(Records contained in a dataset)
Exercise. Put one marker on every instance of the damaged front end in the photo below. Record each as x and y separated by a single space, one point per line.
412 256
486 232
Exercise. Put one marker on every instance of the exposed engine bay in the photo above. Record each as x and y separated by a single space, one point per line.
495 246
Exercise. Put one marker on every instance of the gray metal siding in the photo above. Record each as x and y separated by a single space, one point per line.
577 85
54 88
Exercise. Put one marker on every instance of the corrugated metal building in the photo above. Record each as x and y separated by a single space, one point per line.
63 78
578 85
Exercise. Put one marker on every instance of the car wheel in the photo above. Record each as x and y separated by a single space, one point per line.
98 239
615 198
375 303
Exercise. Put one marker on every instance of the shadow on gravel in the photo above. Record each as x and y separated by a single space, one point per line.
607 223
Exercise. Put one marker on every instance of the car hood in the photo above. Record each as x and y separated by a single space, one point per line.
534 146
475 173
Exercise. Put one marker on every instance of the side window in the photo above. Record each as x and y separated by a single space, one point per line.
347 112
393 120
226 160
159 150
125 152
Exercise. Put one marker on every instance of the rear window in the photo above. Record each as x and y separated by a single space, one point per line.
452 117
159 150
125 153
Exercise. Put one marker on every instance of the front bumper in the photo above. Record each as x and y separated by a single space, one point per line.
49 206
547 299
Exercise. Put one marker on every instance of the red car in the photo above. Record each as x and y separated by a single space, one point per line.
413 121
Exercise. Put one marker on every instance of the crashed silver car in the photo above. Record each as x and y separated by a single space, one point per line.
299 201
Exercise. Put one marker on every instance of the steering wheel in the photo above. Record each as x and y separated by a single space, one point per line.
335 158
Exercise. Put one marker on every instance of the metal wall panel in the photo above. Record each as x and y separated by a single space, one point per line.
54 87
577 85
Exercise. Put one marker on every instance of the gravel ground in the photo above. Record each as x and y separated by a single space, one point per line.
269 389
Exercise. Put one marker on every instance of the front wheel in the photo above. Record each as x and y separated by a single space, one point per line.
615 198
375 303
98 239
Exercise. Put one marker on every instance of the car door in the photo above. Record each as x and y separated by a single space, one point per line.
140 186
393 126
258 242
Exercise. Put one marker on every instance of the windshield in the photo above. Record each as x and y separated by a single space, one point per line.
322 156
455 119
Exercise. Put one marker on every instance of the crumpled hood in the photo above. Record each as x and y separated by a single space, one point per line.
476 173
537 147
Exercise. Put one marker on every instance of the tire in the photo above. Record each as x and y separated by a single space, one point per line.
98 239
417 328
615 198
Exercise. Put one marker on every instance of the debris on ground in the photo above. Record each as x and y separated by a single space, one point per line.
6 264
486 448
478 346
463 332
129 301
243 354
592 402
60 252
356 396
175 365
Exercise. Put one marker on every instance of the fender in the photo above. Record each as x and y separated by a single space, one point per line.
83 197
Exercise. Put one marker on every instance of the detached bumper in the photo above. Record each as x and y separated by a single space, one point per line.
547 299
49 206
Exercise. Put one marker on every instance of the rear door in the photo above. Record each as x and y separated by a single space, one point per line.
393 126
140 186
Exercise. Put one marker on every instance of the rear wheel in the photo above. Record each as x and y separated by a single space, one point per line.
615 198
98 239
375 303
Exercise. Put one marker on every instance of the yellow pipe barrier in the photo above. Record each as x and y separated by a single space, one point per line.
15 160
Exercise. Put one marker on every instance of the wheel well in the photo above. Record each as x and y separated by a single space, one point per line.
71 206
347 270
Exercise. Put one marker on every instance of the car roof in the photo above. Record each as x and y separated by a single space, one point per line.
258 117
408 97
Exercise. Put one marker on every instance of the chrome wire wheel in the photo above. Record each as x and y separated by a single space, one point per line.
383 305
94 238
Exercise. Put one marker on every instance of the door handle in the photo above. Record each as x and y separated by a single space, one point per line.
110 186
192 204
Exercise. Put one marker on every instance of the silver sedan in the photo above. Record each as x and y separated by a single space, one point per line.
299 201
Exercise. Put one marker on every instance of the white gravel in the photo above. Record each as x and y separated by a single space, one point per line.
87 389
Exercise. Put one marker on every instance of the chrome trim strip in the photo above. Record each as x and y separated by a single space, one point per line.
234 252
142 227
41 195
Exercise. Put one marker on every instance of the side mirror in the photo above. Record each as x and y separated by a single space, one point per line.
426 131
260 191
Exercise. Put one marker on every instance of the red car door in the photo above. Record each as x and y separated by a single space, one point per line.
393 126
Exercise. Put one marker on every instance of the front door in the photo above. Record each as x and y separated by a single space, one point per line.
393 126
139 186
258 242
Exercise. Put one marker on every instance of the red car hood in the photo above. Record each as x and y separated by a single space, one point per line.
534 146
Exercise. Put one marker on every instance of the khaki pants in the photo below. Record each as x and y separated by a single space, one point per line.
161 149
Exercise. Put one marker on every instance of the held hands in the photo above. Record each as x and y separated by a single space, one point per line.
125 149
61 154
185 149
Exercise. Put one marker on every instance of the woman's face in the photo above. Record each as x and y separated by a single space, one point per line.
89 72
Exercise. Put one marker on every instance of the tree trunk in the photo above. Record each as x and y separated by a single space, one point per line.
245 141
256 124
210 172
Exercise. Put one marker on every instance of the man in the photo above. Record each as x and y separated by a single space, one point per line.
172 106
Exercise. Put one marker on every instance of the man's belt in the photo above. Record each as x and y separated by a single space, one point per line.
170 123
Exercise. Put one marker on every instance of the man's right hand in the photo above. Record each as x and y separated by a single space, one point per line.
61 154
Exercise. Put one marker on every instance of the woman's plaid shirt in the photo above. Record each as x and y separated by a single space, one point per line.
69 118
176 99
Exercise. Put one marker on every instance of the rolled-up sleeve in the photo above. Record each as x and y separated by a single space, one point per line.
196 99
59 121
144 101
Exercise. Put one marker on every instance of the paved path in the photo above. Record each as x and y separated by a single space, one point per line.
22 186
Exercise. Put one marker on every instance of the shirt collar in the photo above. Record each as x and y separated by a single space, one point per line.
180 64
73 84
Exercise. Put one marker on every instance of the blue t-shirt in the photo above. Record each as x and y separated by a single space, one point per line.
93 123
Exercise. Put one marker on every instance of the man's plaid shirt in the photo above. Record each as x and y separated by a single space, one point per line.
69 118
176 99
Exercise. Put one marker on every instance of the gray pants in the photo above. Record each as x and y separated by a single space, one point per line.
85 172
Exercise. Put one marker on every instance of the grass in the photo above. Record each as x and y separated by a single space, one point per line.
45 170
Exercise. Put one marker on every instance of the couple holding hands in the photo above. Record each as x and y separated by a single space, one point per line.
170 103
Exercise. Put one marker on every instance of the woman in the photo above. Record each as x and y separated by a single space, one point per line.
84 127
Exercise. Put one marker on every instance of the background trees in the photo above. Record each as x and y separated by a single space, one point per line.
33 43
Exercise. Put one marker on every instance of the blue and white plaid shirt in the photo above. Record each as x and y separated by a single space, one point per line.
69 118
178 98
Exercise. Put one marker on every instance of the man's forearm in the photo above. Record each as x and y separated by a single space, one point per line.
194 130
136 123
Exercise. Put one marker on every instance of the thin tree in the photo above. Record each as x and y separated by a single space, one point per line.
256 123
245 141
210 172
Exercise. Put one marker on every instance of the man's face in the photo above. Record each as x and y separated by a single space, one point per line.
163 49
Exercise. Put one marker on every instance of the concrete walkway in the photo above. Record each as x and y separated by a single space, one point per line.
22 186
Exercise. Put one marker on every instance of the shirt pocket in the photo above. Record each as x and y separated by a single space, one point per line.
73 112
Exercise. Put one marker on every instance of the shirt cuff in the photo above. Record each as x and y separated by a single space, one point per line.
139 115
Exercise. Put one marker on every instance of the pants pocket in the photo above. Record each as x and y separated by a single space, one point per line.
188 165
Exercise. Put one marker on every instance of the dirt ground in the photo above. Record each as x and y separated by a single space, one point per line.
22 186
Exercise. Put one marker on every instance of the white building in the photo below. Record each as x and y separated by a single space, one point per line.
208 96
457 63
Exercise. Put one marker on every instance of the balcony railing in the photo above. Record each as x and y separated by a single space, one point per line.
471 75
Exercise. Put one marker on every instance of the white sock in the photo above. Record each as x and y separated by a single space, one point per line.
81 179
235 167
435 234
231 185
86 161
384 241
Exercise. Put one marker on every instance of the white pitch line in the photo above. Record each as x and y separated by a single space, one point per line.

* _INSTRUCTIONS TO FOLLOW_:
Take the line holding "Exercise. Put one marker on every instance of the concrete" and all lines after it through the end of the data, and set them down exactly.

* _COMPLETED EXERCISE_:
Exercise. Put one marker on every instance of the concrete walkway in the photo above. Record each as x and y separated by a single space, one point per line.
22 186
Exercise. Put one marker on every instance of the shirt pocket in the photo above. Record each as x and y separated by a single space, one point per line.
73 112
Exercise. Put one marker on every instance of the shirt cuff in the photo above. Record each as x and y separated by a single space, one point per line.
139 115
Exercise. Put one marker on every instance of the pants pocket in the photo above. Record each as x and y separated by a single space, one point per line.
188 165
Exercise. Put one marker on every instance of the dirt ground in the photo above. Record each as x and y separated by a single space, one point per line.
22 186
Exercise. Put one marker on every instance of the white building in the photo below. Record each as x and y separated by a single space, one point per line.
208 96
457 63
Exercise. Put one marker on every instance of the balcony railing in the photo above. Record each as x and y separated by a single space, one point per line.
471 75
Exercise. Put one marker on every instance of the white sock in the photo above. Record each as x and y separated by a single space, one point per line.
81 179
235 167
435 234
231 185
86 161
384 241
Exercise. Put one marker on every instance of the white pitch line in the photo above. Record each as x and y separated by a single space, one point per line.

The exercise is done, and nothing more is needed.